EXERCISE TASKS:
(a) Update the passage about the narrator's teenage years from "At 13 I was" up to and including "fate seemed sealed." by putting "devastated" in place of "heartbroken".
(b) In the passage about the narrator's teenage years, what did the narrator's dad suggest doing about the problem?

--- Start EXTRACT TO READ ---

At 13 I was at a distinct disadvantage. While all the girls in my class were blossoming and blooming into womanhood, I remained, physically speaking, a child: no pretty, lacy double A bras for me, no embarrassing trips to the Woolies lingerie section, no humiliating teasing in the playground, no, none of that for me. And I was heartbroken. At 13 my flat-chested fate seemed sealed.
On tearfully discussing the issue with my dad (who in retrospect was probably thanking the Lord above), it was suggested that I ask for a solution to my diminutive problem in my bedtime prayers. I don’t come from a particularly religious or spiritual family, but at such a tender young age, it seemed like an okay idea. So, pray I did. And, as my dad now cynically points out, be careful what you wish for.
I shall skip a number of years now. Years filled with embarrassing trips to Woolies - until Woolies could no longer help. Years filled with playground teasing and then more intelligent varsity refectory teasing and years filled with lacy C-cups and then D-cups and then DD-cups and E-cups and finally not-so-lacy G-cup bras.

--- End EXTRACT TO READ ---
--- Start ENTRIES ---

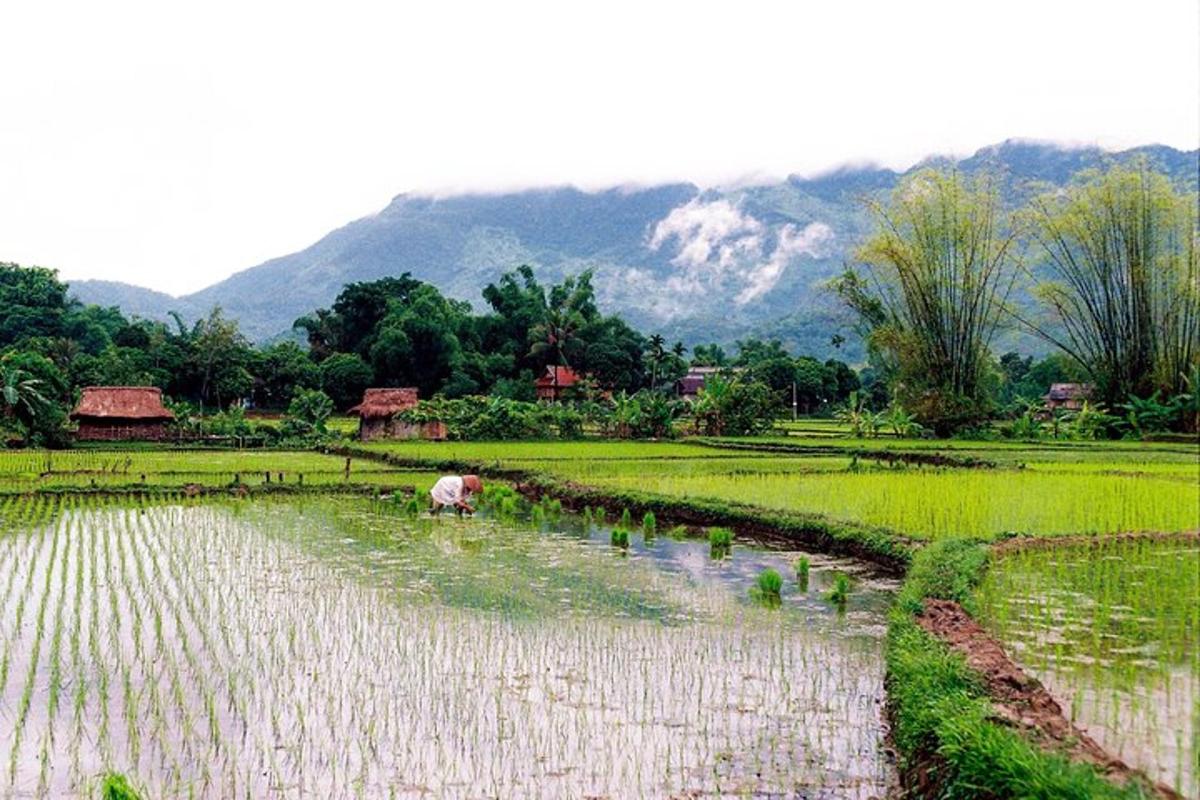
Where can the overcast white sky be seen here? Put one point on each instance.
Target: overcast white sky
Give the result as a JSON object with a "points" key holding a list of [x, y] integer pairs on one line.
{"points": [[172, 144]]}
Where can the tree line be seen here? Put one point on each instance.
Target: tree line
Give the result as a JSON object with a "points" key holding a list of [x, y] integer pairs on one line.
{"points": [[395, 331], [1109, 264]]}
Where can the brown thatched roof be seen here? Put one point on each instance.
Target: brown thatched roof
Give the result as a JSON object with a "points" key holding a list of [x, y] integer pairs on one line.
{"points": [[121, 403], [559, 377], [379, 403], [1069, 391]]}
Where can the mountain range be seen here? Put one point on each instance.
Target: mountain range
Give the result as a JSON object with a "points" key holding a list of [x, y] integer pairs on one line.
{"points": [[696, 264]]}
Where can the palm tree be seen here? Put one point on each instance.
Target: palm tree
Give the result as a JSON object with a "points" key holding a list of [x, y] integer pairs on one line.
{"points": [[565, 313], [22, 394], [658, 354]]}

--- End ENTRIES ---
--- Start ENTRIES ---

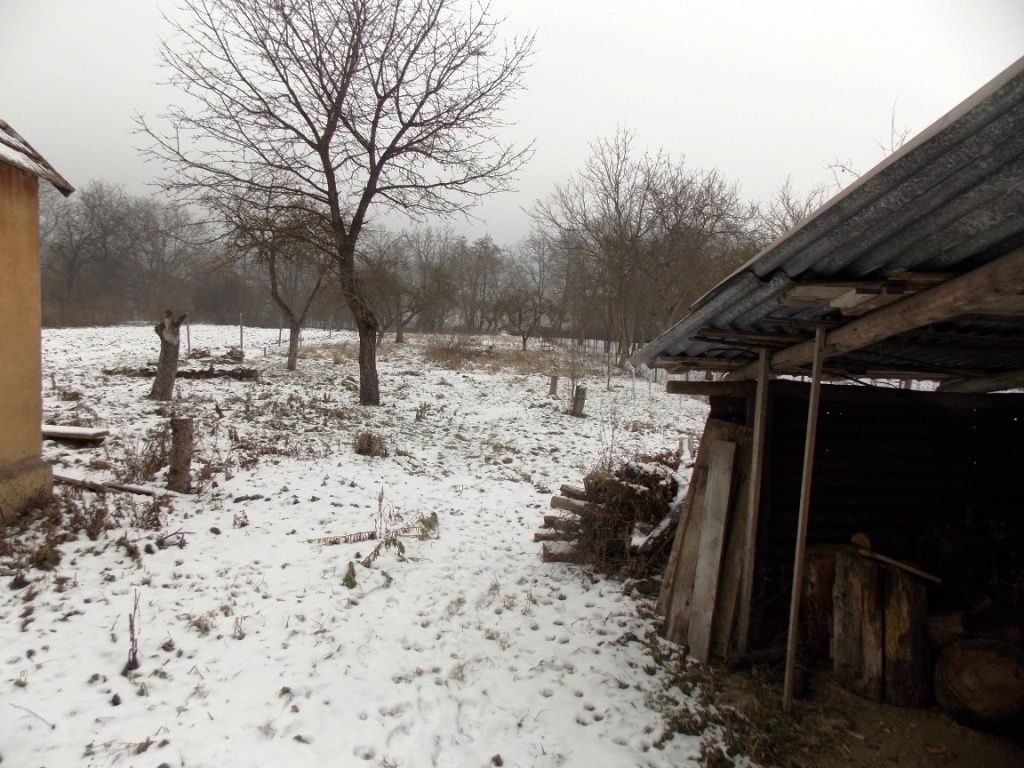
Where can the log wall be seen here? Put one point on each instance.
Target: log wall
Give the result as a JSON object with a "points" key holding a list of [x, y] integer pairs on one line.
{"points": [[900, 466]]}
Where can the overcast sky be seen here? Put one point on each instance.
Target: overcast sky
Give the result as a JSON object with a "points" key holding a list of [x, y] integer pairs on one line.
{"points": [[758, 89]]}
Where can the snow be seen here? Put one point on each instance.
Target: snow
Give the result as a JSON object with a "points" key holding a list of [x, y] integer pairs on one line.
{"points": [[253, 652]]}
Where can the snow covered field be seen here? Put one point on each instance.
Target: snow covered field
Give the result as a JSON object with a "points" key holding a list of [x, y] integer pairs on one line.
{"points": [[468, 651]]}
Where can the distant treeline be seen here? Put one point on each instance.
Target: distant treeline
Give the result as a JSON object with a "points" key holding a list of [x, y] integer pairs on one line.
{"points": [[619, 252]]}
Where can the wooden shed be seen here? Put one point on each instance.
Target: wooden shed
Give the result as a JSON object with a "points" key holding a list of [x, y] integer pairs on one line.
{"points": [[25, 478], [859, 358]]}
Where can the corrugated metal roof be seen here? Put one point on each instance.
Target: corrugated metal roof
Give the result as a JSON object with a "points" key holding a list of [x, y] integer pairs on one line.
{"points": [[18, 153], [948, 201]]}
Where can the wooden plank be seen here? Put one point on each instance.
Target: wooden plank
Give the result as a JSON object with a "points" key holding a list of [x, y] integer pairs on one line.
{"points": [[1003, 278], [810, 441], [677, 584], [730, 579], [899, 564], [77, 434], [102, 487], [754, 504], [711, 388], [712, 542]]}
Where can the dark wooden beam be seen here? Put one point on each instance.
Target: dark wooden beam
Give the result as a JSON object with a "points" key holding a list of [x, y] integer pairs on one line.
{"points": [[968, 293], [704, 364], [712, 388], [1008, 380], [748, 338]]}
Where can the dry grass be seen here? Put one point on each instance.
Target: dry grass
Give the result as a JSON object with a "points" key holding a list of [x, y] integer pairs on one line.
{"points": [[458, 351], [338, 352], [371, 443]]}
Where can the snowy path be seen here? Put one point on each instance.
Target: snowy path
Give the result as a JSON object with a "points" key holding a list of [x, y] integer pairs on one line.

--- End ENTRIES ---

RESPONSES:
(a)
At 13 I was at a distinct disadvantage. While all the girls in my class were blossoming and blooming into womanhood, I remained, physically speaking, a child: no pretty, lacy double A bras for me, no embarrassing trips to the Woolies lingerie section, no humiliating teasing in the playground, no, none of that for me. And I was devastated. At 13 my flat-chested fate seemed sealed.

(b) He suggested asking for a solution in bedtime prayers.